Dataset excerpts on object pointing
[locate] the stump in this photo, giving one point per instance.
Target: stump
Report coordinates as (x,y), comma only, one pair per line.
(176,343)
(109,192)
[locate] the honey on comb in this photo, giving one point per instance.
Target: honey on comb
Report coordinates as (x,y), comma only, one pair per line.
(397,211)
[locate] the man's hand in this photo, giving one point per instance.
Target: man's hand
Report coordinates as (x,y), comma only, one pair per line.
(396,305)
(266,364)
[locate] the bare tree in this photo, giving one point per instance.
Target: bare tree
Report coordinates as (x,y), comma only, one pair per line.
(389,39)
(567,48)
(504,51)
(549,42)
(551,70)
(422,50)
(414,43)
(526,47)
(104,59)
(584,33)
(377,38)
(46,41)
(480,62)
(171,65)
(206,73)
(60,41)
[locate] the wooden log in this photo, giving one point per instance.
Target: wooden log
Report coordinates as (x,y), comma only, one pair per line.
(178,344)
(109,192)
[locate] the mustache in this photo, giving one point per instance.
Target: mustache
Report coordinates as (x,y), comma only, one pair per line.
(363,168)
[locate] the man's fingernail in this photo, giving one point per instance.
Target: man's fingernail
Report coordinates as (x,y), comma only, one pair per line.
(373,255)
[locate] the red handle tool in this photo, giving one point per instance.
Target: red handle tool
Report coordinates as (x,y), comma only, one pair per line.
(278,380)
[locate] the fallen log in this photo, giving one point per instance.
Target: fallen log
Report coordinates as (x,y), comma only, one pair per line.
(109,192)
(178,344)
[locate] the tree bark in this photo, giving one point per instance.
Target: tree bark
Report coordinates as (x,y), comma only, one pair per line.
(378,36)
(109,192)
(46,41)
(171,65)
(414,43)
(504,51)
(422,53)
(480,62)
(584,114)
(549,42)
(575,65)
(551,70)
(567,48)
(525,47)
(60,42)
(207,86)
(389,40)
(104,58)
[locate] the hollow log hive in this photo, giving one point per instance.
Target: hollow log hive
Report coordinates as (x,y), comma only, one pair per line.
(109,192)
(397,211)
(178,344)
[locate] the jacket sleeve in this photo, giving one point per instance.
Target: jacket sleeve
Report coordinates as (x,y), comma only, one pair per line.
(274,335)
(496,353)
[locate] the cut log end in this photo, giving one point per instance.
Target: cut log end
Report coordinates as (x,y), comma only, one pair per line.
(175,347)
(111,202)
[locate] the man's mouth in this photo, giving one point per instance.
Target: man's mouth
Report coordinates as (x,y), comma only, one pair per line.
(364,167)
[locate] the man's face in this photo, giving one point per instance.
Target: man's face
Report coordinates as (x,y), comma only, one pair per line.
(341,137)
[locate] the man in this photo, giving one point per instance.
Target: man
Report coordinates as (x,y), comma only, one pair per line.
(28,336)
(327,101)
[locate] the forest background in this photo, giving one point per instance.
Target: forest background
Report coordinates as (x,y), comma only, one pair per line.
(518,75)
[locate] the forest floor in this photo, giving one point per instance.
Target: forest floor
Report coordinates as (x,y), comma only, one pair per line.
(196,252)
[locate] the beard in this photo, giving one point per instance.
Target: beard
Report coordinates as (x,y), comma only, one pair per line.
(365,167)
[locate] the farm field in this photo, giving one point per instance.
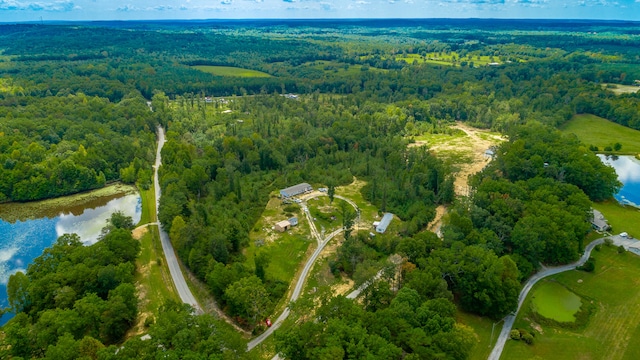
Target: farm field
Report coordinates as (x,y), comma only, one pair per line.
(555,302)
(230,71)
(452,59)
(338,68)
(621,218)
(594,130)
(610,333)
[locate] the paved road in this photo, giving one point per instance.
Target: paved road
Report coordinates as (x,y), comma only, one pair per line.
(174,267)
(509,319)
(303,276)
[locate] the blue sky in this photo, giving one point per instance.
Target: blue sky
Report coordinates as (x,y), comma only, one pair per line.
(30,10)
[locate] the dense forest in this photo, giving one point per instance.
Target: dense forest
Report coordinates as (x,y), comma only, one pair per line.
(80,109)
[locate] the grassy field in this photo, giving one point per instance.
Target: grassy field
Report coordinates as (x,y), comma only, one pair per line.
(621,89)
(451,59)
(338,68)
(230,71)
(482,326)
(594,130)
(555,302)
(152,277)
(612,331)
(621,218)
(322,210)
(148,206)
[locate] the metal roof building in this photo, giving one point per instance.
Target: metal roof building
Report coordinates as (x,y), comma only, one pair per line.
(386,220)
(296,190)
(599,222)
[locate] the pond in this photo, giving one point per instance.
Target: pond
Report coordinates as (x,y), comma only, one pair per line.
(628,170)
(22,239)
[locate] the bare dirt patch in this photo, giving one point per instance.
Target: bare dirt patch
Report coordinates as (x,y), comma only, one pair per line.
(343,288)
(467,154)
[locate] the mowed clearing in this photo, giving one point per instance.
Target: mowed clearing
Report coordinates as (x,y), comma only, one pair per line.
(612,332)
(600,132)
(230,71)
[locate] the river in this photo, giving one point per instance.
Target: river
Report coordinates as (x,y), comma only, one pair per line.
(23,239)
(628,170)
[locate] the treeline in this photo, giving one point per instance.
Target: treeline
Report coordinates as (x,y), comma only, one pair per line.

YOUR INSTRUCTIONS
Repeat every record above exactly, but leave out any pictures.

OUTPUT OF THE TASK
[locate] the stump in this photo, giving one point per instance.
Target: stump
Report coordinates as (x,y), comma only, one pair per line.
(176,343)
(109,192)
[locate] the honey on comb in this photo, giving one point per instance.
Target: honey on comb
Report coordinates as (x,y), comma only, one pair per line.
(397,211)
[locate] the man's hand in this photo, giving one point per instance.
Target: man's hand
Report coordinates as (x,y), comma only, one pair per line.
(396,305)
(266,364)
[locate] the bare tree in this photo, giving one point per instance.
Target: bare tree
Report coordinates as (x,y), comma only, one pair per line.
(389,39)
(567,48)
(504,51)
(549,42)
(551,70)
(422,50)
(414,43)
(526,47)
(104,59)
(584,33)
(377,38)
(46,41)
(480,62)
(171,65)
(206,73)
(60,41)
[locate] the wooden log in this photo, giving one point per instance.
Target: wooden log
Report coordinates as (x,y), comma only, one pair per line.
(178,344)
(109,192)
[locate] the mustache in this photo, giving one point per instance.
Target: mustache
Report coordinates as (x,y), comma only, one pair per line.
(363,168)
[locate] the man's fingernail in this photo, giving one point per instance.
Target: man's fingernail
Report coordinates as (x,y), comma only, one pair per line.
(373,255)
[locate] the red handle tool in this photo, giving one point per instance.
Target: red handle tool
Report coordinates as (x,y), comma only, one pair per line.
(278,380)
[locate] the fallen log in this photo, giving one point per instance.
Target: fallen log
Report coordinates as (x,y), comma only, one pair per line.
(109,192)
(178,344)
[locate] the tree bark in this photo, giving one point per instance.
Target: tree bark
Report coordinates as (x,y), comma only, one pair per line.
(378,36)
(109,192)
(46,41)
(171,65)
(414,43)
(504,51)
(422,53)
(480,62)
(584,114)
(549,42)
(575,65)
(551,70)
(567,48)
(525,47)
(60,42)
(207,86)
(389,40)
(104,58)
[locate] the hollow log hive in this photo, giving one point per instance.
Target: hollow log hive
Report coordinates as (x,y), comma only, one pair per line.
(109,192)
(397,211)
(178,344)
[locate] the jacket sleeve in this photo, giving one point per instance.
Target: jacket sleeve
Report coordinates as (x,y), comma only, one pair per line.
(274,335)
(496,353)
[locate] the cut log end in this photo, giving one point per instance.
Target: cut log end
Report coordinates as (x,y), comma only, one pair per line.
(175,347)
(111,202)
[locate] the man's mouth in this photo, giving one point per instance.
Target: man's mouth
Report coordinates as (x,y), comma only, one pair per line.
(364,167)
[locate] the man's face in this photo, giving one point per instance.
Target: man's face
Report coordinates as (x,y), comma only, one pair per line.
(341,137)
[locate] the man in this photo, giving one point per instance.
Target: man
Report coordinates as (x,y), comma only, one pair per line.
(28,336)
(327,101)
[locate] the forest background in this photo, giving one point per instance.
Target: forest background
Report coordinates as (x,y), comma only, one pair per line.
(518,75)
[locate] the forest floor in this photo, giving one point per instance.
Target: forest floor
Report coordinates as (x,y), comma only, one pair per line.
(196,252)
[locate] the beard in this photo, giving one point per instance.
Target: beard
Report coordinates as (x,y), comma only, one pair per line.
(365,167)
[locate] the farm field in this photo, giving one point per instance.
Target: farm field
Report coordinates as (x,y), comma only, one pair per line.
(555,302)
(230,71)
(452,59)
(338,68)
(621,218)
(594,130)
(610,333)
[locate] the paved road in this photo, giving one point per instance.
Target: paved road
Report coordinates as (x,y), comma only, one pair per line.
(174,267)
(509,319)
(303,276)
[locate] the blue sky in this photo, giving one point per instance.
Target: blue sky
Report coordinates as (x,y), comma only, one pair per line.
(30,10)
[locate] the dense forest in this photo, giving one point per instance.
Target: dense forest
Report coordinates as (x,y), comma only, one pair per line.
(80,109)
[locate] the grassy field in this photo, giving one point per instance.
Target: grassy field
Report coordinates as (x,y), comma only, one pair per line.
(621,89)
(451,59)
(338,68)
(230,71)
(482,326)
(594,130)
(555,302)
(152,277)
(612,331)
(621,218)
(322,210)
(148,206)
[locate] the metal roof building in this photo, giving one point per instance.
Target: metal roof building
Report coordinates as (x,y), comma only, one pair per line.
(386,220)
(296,190)
(599,222)
[locate] the pond in this photo, giving one point per instance.
Target: pond
Report coordinates as (x,y), comma only, one pair per line.
(628,170)
(22,239)
[locate] the bare dirt patch in this photo, giving one point per instance.
Target: bare dirt patch
Report coordinates as (x,y), comma only, one pair per line.
(343,288)
(467,154)
[locate] the mowed clearing in this photo, giving one point per instance.
Target: mowed clearing
Report coordinates as (x,y), comma only, one pair per line.
(612,332)
(600,132)
(230,71)
[locate] the river in this photo, giving one point per instance.
Target: river
Report coordinates as (x,y), comma only, one pair per line.
(23,239)
(628,170)
[locate] the treeline in this photo, giving one point per instance.
Target: treeline
Report coordinates as (x,y), comma only, one pair per line.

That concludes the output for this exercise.